Column: Threats to criminalize out-of-state abortions are a scary reminder of 1850s America

Abortion rights marchers hold signs including, "Summer of rage."
Abortion rights supporters march to the White House to denounce the U.S. Supreme Court decision to end federal abortion rights protections on Saturday.
(Kent Nishimura / Los Angeles Times)

The Fugitive Slave Act was perhaps the most detested law in all American history.

A product of the Compromise of 1850, which brought California into the union as a non-slave state, the act allowed slaveowners, or even purported slaveowners, to pursue escaped slaves across state lines, made harboring a fugitive a criminal act and required local officials to assist the pursuers.

“It was an act without mercy,” wrote historian Andrew Delbanco in his 2018 book about pre-Civil War America, “The War Before the War.”


May a State bar a resident of that State from traveling to another State to obtain an abortion? In my view, the answer is no based on the constitutional right to interstate travel.

— Supreme Court Justice Brett Kavanaugh

The act had been crafted in the hope of quelling emerging regional conflicts over slavery. But it achieved just the opposite.

Abolitionist Rodney French, a Massachusetts merchant and politician, called it the “most disgraceful, atrocious, unjust, detestable, heathenish, barbarous, diabolical, man-degrading, woman-murdering, demon-pleasing, Heaven-defying act ever perpetrated.”
● ● ●
▶ Problem set
**a)** Answer these questions using the abortion column:
(i) In what year was "The War Before the War" published, and who wrote it?
(ii) Which state came into the union as a non-slave state through the Compromise of 1850?
(iii) On what constitutional right does Brett Kavanaugh base his answer about barring travel for an abortion?
**b)** Carry the abortion column forward from its final sentence.

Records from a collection
● ● ●
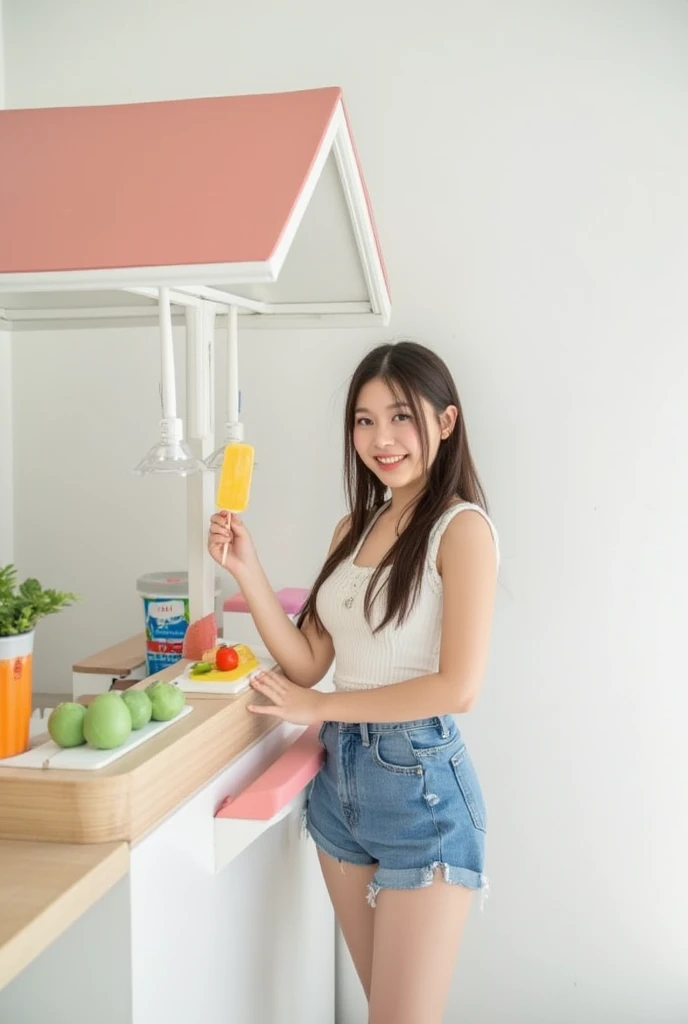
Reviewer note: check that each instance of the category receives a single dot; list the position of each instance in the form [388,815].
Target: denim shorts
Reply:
[402,796]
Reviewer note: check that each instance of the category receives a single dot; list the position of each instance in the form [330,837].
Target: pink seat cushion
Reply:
[291,598]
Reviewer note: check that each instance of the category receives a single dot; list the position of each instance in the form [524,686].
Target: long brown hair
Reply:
[412,372]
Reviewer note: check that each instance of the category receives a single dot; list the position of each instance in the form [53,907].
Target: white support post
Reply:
[201,486]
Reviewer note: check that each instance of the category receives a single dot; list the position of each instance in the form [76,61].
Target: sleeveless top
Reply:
[364,659]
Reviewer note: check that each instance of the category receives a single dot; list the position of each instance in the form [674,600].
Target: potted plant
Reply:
[20,609]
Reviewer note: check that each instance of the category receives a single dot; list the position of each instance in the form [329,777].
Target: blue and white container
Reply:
[166,611]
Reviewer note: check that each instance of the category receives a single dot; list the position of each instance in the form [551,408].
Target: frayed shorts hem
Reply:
[421,878]
[405,878]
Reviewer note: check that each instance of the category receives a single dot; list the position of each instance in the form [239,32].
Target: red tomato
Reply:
[226,658]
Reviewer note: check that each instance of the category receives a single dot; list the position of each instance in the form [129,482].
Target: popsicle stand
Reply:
[244,212]
[121,249]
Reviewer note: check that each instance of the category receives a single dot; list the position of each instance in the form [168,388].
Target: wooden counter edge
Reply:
[56,884]
[116,660]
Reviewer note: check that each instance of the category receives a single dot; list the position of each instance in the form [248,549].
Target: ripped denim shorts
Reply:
[403,796]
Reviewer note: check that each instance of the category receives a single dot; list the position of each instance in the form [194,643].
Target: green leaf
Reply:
[23,607]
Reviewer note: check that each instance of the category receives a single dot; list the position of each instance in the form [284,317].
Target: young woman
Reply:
[403,605]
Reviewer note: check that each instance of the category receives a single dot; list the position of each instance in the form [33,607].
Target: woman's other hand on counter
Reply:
[289,701]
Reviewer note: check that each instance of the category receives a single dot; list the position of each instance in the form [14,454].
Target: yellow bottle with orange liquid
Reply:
[15,704]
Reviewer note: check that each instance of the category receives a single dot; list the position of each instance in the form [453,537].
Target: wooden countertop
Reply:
[65,835]
[44,888]
[123,801]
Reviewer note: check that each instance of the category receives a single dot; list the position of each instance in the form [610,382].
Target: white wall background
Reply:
[6,546]
[526,162]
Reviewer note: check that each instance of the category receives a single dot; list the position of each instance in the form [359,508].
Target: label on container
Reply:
[166,625]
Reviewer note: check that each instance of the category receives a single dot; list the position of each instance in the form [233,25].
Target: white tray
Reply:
[49,755]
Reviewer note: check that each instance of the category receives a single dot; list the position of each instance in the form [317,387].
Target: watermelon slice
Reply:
[200,636]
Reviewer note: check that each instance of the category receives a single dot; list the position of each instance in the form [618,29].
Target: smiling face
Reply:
[388,439]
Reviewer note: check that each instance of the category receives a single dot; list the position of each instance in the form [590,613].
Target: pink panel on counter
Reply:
[281,783]
[292,600]
[188,181]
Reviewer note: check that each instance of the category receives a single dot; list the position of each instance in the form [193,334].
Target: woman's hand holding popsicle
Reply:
[230,531]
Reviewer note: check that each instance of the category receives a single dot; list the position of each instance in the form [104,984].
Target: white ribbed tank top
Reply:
[364,659]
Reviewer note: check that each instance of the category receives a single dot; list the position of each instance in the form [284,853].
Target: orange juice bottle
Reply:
[15,705]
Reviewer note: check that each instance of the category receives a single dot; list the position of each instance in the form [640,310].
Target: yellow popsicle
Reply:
[233,488]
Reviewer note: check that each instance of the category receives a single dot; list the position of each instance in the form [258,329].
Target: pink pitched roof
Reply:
[178,182]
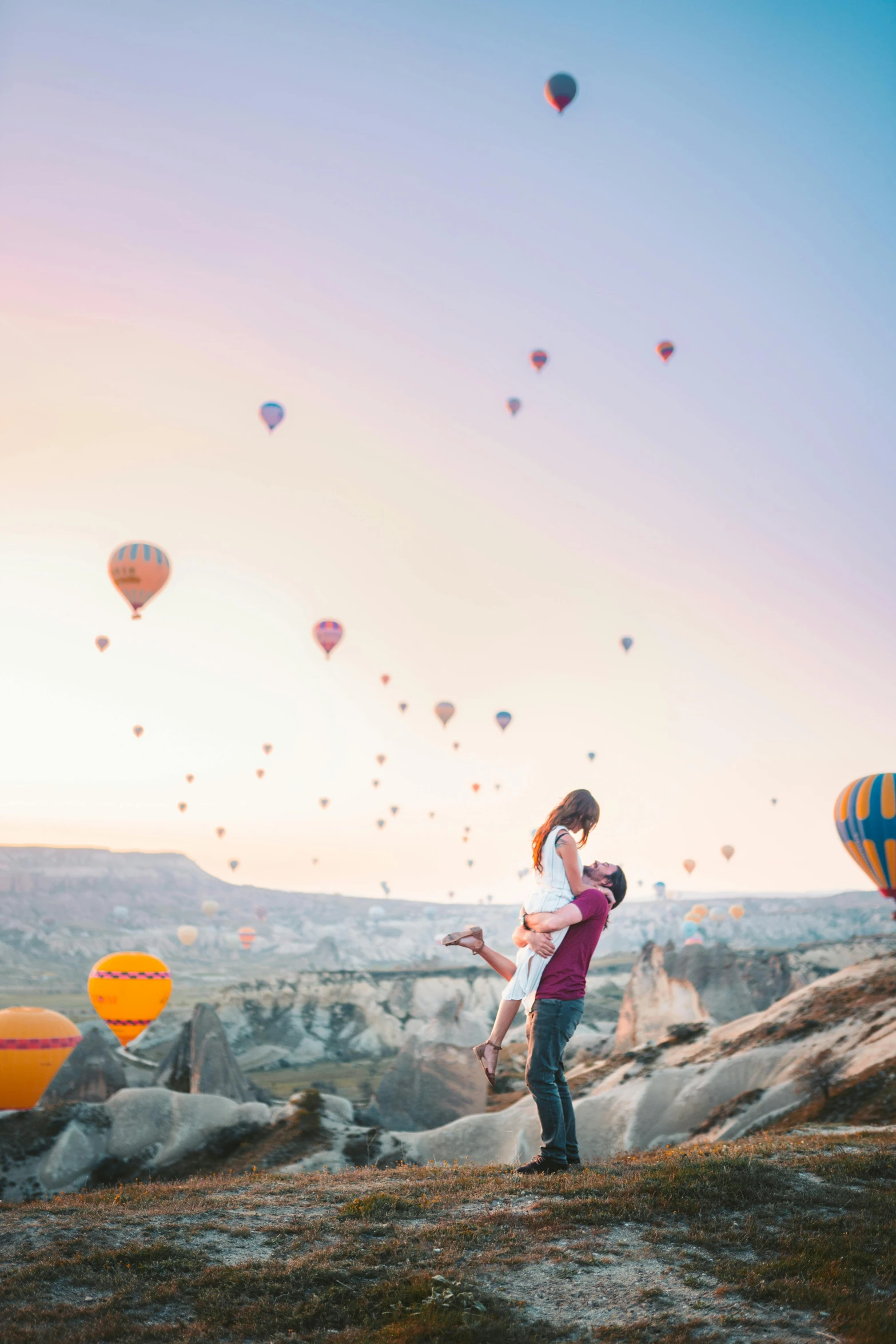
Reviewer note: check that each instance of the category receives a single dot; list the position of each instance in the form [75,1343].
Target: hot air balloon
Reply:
[328,634]
[129,989]
[560,90]
[272,413]
[866,817]
[139,570]
[34,1045]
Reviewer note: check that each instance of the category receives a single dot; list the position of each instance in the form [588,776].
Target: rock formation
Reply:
[436,1077]
[90,1073]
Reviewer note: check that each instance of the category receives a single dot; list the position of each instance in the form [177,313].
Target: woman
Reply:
[559,880]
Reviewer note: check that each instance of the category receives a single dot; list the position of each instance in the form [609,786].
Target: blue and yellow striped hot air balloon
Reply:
[866,816]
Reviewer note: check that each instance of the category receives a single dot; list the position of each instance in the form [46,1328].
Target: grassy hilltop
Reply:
[779,1238]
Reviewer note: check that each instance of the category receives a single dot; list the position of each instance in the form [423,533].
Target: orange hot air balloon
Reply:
[139,571]
[129,989]
[34,1043]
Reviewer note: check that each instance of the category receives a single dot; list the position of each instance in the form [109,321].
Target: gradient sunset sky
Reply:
[370,214]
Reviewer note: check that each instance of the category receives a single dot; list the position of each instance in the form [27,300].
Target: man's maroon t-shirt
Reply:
[564,973]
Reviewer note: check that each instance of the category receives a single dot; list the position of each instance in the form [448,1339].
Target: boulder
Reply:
[90,1073]
[436,1077]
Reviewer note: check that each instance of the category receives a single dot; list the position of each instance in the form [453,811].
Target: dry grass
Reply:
[774,1238]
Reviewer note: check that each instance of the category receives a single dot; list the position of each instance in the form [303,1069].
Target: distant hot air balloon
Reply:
[328,634]
[866,817]
[129,989]
[34,1045]
[139,570]
[560,90]
[272,413]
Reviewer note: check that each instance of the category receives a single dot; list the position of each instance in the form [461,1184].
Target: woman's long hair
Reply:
[579,811]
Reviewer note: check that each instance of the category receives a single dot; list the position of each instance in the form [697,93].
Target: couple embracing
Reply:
[559,929]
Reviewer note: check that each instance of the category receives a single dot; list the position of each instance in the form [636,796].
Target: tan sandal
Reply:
[480,1054]
[455,940]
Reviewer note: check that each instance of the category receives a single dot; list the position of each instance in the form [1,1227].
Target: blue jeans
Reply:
[548,1030]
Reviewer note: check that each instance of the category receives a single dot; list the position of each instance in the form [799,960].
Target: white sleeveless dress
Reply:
[552,892]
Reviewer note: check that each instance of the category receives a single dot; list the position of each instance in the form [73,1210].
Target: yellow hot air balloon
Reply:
[34,1043]
[129,989]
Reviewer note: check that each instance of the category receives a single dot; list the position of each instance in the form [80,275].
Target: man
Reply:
[558,1010]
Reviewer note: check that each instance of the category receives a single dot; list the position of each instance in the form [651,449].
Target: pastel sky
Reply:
[370,214]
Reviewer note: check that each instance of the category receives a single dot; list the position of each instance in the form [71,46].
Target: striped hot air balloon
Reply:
[328,634]
[139,571]
[866,816]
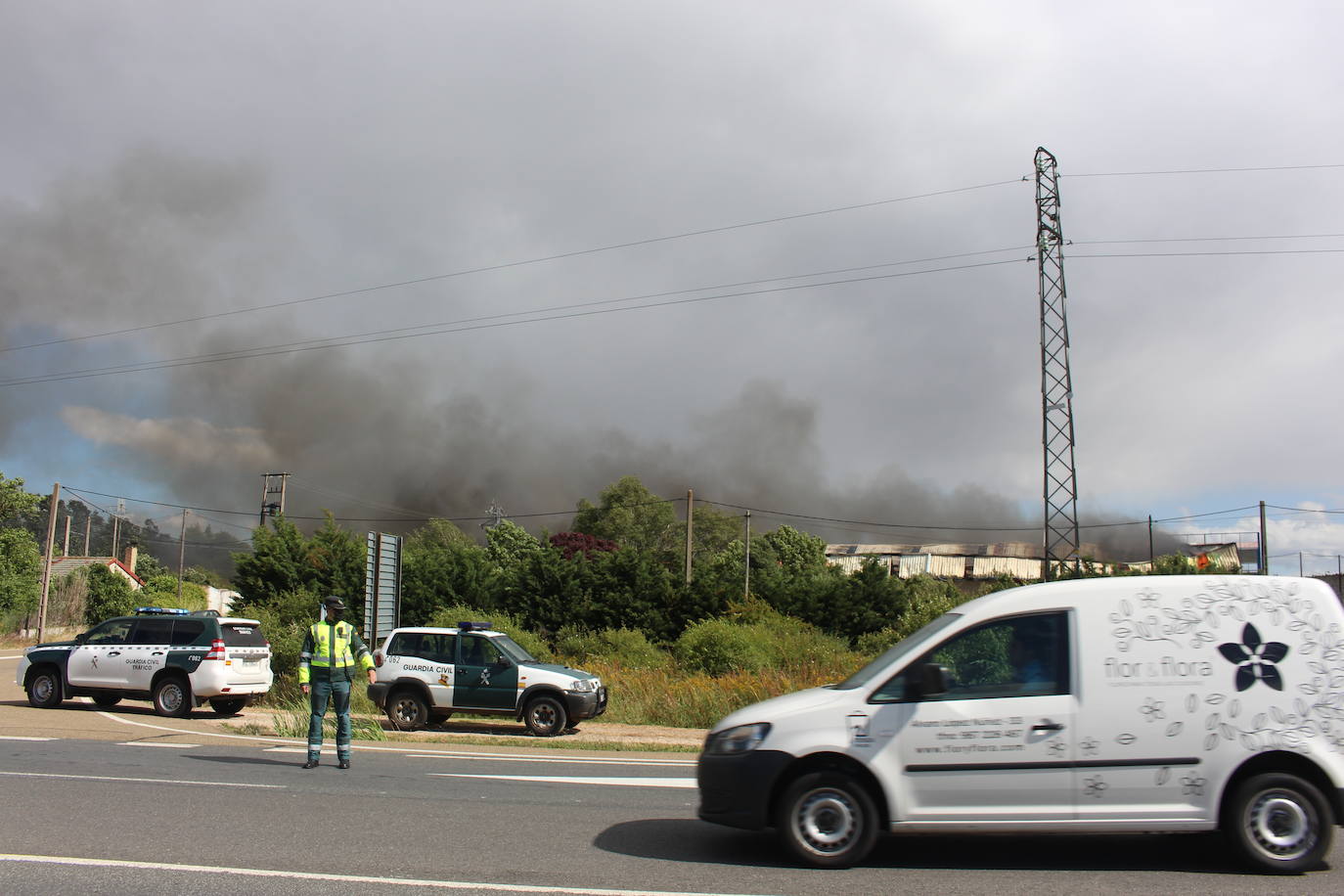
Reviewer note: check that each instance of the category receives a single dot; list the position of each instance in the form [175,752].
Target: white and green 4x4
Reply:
[426,675]
[176,658]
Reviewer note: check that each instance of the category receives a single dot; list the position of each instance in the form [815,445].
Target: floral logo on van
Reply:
[1256,659]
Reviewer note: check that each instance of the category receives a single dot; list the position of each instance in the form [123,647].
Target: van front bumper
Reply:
[736,790]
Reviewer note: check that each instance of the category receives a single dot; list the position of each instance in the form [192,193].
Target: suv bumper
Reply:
[585,705]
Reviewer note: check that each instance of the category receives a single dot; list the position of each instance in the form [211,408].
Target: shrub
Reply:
[718,647]
[510,625]
[624,648]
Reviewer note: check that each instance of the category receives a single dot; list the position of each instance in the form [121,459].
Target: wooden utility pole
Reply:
[182,553]
[746,565]
[690,515]
[46,567]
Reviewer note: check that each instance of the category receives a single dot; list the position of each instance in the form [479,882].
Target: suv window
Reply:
[477,650]
[186,632]
[111,632]
[152,632]
[435,647]
[1013,657]
[243,634]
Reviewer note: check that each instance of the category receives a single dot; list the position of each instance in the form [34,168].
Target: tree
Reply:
[15,503]
[442,567]
[632,516]
[21,572]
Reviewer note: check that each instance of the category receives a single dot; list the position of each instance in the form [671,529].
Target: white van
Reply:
[1128,704]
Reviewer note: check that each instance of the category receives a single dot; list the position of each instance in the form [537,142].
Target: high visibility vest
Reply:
[331,649]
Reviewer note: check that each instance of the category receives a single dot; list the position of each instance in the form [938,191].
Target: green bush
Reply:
[510,625]
[625,648]
[718,647]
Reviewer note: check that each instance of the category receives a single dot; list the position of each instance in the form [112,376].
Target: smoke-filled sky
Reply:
[520,199]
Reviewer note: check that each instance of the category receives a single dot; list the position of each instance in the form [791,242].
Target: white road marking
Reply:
[509,756]
[143,781]
[343,878]
[682,784]
[151,743]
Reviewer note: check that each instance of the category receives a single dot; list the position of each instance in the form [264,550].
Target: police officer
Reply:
[326,666]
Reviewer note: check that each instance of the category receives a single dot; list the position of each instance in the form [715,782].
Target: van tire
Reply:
[45,690]
[172,697]
[406,709]
[827,820]
[1278,824]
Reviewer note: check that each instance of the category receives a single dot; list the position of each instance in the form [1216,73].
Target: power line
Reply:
[517,263]
[1203,171]
[453,327]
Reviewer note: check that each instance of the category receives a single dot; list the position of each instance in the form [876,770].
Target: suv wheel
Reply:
[45,690]
[172,697]
[406,711]
[230,707]
[545,716]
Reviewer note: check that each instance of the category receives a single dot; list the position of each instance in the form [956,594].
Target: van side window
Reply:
[1013,657]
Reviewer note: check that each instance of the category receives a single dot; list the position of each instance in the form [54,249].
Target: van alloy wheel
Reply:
[829,820]
[1279,824]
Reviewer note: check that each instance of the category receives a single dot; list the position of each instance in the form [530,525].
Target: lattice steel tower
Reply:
[1056,389]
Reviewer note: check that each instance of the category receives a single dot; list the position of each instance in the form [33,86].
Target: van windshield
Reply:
[898,650]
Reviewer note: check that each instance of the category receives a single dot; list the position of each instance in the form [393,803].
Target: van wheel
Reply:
[172,697]
[45,690]
[406,711]
[545,716]
[1278,824]
[230,707]
[827,820]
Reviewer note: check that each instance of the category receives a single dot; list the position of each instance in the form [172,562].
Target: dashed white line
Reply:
[344,878]
[151,743]
[679,784]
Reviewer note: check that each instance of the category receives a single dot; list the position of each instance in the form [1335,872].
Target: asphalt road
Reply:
[113,802]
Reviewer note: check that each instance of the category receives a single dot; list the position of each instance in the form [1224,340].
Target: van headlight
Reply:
[732,741]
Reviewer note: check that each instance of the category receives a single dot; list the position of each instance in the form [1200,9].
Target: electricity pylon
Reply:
[1056,391]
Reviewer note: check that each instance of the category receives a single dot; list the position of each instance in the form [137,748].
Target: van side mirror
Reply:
[933,680]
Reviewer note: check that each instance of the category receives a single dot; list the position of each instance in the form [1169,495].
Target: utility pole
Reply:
[1056,389]
[272,484]
[182,553]
[690,515]
[46,565]
[1264,544]
[746,565]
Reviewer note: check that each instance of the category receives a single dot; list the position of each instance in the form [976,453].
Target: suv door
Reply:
[100,661]
[999,744]
[482,677]
[148,650]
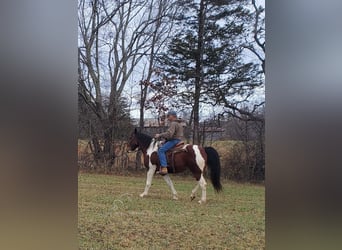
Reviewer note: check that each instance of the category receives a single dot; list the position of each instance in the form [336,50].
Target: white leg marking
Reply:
[193,192]
[170,184]
[199,158]
[203,185]
[149,178]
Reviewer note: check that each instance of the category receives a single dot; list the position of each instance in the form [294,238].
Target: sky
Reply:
[206,111]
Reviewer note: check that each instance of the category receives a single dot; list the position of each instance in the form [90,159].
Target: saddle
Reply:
[177,147]
[171,153]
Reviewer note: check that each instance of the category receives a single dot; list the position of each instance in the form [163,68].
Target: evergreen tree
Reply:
[205,54]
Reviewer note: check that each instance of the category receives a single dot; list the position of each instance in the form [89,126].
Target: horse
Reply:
● ● ●
▶ Answer set
**a)**
(i) It was published in 2018, and Andrew Delbanco wrote it.
(ii) California.
(iii) The constitutional right to interstate travel.

**b)**
The act provoked John Brown to attack the federal garrison at Harper’s Ferry, Va. It led to the Dred Scott decision of 1857, widely regarded as the worst Supreme Court decision ever, in which Chief Justice Roger B. Taney wrote for a 7-2 majority that slaves and their descendants could not claim U.S. citizenship, nor did they have any “rights which the white man was bound to respect.”

The Fugitive Slave Act was a federal law. Yet several red states are prepared to replicate it on their own books. The quarries this time aren’t Black slaves, but those who assist pregnant women to seek abortions out of state, including employers who pay for the travel and others who help them.

The trigger for the new laws is the Supreme Court’s decision in Dobbs vs. Jackson Women’s Health Organization, which overturned the constitutional guarantee of abortion rights established by its decision in Roe vs. Wade in 1973.

Anti-abortion states have passed or are considering laws that would expose out-of-state medical providers to civil or criminal liability for assisting in abortions, while some pro-choice states have taken steps to shield their providers or residents from such actions.


In Texas, those who assist women to get abortions would be vulnerable to civil lawsuits from even out-of-state plaintiffs, who could sue for $10,000 or more in penalties. Oklahoma and Idaho have passed similar laws. Missouri lawmakers are considering a statute that would allow lawsuits against anyone helping a Missouri resident to get an abortion, including an out-of-state doctor who performed the procedure or those who helped the patient cross the state line. The law’s sponsor has said it’s targeted at a Planned Parenthood clinic in Illinois opened to serve patients from the St. Louis area.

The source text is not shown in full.